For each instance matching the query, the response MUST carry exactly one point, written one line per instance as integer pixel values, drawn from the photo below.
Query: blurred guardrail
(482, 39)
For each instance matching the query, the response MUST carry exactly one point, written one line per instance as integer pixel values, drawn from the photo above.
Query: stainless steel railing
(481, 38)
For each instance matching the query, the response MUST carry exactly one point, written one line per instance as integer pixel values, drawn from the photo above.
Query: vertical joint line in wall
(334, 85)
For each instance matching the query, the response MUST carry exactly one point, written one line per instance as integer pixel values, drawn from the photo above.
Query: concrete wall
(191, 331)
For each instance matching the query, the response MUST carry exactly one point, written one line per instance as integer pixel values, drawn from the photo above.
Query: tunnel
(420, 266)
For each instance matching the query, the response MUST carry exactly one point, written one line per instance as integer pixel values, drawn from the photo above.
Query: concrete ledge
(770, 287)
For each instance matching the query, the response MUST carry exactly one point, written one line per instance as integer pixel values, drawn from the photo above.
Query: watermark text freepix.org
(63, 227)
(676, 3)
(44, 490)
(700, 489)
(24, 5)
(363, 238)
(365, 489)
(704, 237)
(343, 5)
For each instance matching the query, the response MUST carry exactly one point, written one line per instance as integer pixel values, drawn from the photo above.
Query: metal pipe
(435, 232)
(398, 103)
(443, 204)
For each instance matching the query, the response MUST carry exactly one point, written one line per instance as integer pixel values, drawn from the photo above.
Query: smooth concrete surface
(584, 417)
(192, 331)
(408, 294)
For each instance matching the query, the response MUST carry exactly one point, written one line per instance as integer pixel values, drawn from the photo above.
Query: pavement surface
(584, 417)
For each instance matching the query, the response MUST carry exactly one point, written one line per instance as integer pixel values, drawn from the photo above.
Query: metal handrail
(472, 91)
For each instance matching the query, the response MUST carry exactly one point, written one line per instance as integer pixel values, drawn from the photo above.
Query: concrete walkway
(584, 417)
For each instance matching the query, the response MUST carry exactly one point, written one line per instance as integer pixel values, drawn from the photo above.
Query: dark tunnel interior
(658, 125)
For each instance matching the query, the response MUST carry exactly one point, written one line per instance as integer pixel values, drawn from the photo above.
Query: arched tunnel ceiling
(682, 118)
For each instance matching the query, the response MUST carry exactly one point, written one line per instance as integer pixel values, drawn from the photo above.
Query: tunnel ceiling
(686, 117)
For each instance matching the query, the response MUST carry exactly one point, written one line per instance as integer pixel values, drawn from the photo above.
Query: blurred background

========

* [DIRECTIONS]: Starting at the line that holds "Query: arched tunnel ceiling", retype each line exactly through the end of the entries, both ends included.

* [TASK SOLUTION]:
Query: arched tunnel ceiling
(682, 118)
For each instance matching the query, the response MUST carry exactly one point, written one line per instance as integer pixel values, drawn from the photo above.
Query: tunnel ceiling
(686, 117)
For each instance matching the query, the response MUST carry exactly one point, written one line per instance as integer pixel values, drawn from the photo above.
Query: blurred background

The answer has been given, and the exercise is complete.